Directions for this task => Write out each of the records below again word for word, with nothing changed.
>> Start
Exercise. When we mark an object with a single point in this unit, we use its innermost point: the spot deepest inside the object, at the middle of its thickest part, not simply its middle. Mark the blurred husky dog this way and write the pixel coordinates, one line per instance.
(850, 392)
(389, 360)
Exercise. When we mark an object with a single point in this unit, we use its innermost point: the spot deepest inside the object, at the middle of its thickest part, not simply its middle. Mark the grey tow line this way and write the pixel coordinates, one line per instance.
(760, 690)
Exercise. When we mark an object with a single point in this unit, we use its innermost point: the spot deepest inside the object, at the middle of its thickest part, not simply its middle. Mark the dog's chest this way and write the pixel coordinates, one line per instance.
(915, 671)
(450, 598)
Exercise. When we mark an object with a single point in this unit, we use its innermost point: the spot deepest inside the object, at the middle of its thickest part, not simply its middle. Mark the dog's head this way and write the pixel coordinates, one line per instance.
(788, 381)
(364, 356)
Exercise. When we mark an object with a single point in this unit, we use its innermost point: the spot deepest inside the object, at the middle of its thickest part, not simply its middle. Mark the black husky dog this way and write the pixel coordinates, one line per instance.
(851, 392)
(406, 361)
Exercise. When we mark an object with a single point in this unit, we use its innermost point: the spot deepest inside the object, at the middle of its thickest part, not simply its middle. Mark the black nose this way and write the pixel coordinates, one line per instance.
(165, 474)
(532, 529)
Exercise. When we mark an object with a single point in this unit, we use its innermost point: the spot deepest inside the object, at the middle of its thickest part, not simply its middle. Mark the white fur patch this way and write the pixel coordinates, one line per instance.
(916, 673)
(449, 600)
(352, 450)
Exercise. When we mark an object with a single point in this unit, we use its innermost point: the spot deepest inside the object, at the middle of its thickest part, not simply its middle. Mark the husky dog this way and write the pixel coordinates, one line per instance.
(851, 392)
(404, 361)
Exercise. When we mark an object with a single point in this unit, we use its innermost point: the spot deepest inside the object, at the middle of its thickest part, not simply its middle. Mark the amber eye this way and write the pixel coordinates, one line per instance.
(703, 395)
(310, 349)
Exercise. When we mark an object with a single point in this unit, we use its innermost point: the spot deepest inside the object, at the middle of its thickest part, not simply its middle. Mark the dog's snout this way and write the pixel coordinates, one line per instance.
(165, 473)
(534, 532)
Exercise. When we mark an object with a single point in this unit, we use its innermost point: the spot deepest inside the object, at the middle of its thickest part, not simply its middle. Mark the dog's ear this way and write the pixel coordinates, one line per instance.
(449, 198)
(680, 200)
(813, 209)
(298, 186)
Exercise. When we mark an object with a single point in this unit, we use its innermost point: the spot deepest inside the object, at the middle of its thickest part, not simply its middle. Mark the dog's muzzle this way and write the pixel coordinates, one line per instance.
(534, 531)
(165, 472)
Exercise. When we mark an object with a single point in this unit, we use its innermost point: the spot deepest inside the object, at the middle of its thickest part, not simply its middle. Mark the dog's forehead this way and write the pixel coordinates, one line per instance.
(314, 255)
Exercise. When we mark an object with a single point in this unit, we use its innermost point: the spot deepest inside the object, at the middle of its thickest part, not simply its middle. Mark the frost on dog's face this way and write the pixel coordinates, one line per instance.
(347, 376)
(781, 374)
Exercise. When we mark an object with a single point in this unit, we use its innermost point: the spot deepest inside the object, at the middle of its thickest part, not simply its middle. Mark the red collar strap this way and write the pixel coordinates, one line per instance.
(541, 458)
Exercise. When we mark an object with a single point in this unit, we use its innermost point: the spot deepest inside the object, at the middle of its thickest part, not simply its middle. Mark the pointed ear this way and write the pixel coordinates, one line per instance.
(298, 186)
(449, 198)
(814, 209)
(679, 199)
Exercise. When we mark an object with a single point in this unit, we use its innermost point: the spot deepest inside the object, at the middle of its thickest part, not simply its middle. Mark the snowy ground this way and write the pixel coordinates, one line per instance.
>> End
Task response =>
Exercise. When we mark an object with a single point in this unit, we use its innermost point: the spot deepest inside the object, at the middle of its thickest part, not simply its middle. Mark the blurred husky dog this way and write the pixel coordinates, one line per instance.
(850, 392)
(389, 360)
Exercise. When we mark an object with a single point in this unit, we use its innermost point: the spot deepest inside the object, at the middle of its thickest part, not simply its middle. Mark the grey tow line this way and write the pixel coordinates, one line per instance.
(760, 690)
Exercise. When we mark an object with a single point in this unit, we use its innermost point: the spot deepest inside the object, at the middle of its thickest part, not simply its middle. Mark the dog's chest this way and write the pixel coordinates, one line per instance.
(915, 671)
(450, 598)
Exercise. When we mark an object with a single point in this unit, we use its innermost point: the spot deepest inside the object, at the middle of its thickest part, not simply its middle. Mark the dog's head this way and write the pixel coordinates, one line per instance.
(788, 381)
(364, 356)
Exercise. When we mark an object with a single point in this unit, we use its innermost point: the spot deepest inside the object, at the middle of its thickest part, not simply its middle. Mark the black husky dog this way and write the pixel coordinates, one line per instance.
(851, 392)
(406, 361)
Exercise. When we mark an object with a single point in this unit, we use its innermost point: the spot deepest inside the object, at the middle of its thickest part, not simply its middle. Mark the black nose this way and write the pixel coordinates, one line per instance.
(165, 474)
(532, 529)
Exercise. When we mark an object with a single point in this unit, we use its innermost point: the spot deepest inside the object, at the middle of its thickest part, not simply its middle. Mark the white fur patch this way and write the pixel coordinates, one line per instance.
(916, 673)
(449, 600)
(352, 450)
Exercise. When we mark an object with a single point in this unit, we use its innermost point: the spot deepest inside the object, at the middle of its thickest part, not simply its middle. Mark the husky dog this way and write the pixel coordinates, one line per instance.
(851, 392)
(404, 361)
Exercise. When we mark an object with a single point in this unit, we use its innermost point: the spot deepest inside the object, at the middle of its thickest part, not simply its middle. Mark the amber eye this way and write the pixel coordinates, one line per instance.
(703, 395)
(310, 349)
Exercise. When we mark an object with a single point in this unit, we use its innermost point: the spot deepest inside the object, at the middle of its thickest part, not simply its middle. Mark the dog's snout this way and write the pixel coordinates, one line per instance.
(165, 473)
(534, 532)
Exercise. When we mark an object with a single point in this unit, we use its innermost point: the spot deepest inside the object, at the middle of its thickest part, not simply its middle. Mark the dog's ear this way and write the pixel coordinates, one line per instance.
(449, 198)
(680, 200)
(813, 209)
(298, 186)
Exercise. When we mark an object with a single point in this unit, we use its innermost point: the spot deepest inside the object, at the middle of its thickest part, not simply its middle. Mark the dog's muzzle this way and write the pixel coordinates, one line per instance.
(534, 531)
(165, 472)
Exercise. When we mark an object with a single point in this unit, we use its innermost point: the spot deepest inside the object, at the middle of its thickest part, not simply its middle. Mark the dog's forehead this way and write the pixel coordinates, one line per instance.
(314, 255)
Exercise. When we mark an object with a single point in this unit, we use its innermost point: the spot deepest inside the object, at the middle of its thickest part, not simply its middle. Mark the frost on dog's face this way and write the pixel coordinates, one line per instance.
(347, 376)
(781, 374)
Exercise. When we mark an object with a single point in this unit, we use its innermost point: the spot deepest inside the object, at the middle of its thickest part, not simply its middle. Mark the red collar strap this way and write the pixel coordinates, one line per instance.
(541, 458)
Exercise. When we mark an object with a single point in this unit, we use its innermost point: the spot deepest inside the object, at the middle of its thickest part, not simply its middle. Mark the pointed ear this way and write the pixel coordinates, one line per instance.
(298, 186)
(449, 198)
(814, 209)
(679, 199)
Exercise. When we mark an object with a single point in this unit, we use its innermost point: the spot deepest inside the object, at the middle of its thickest part, not simply its middle. Mark the snowy ground this way and write the pixel coordinates, one line per instance.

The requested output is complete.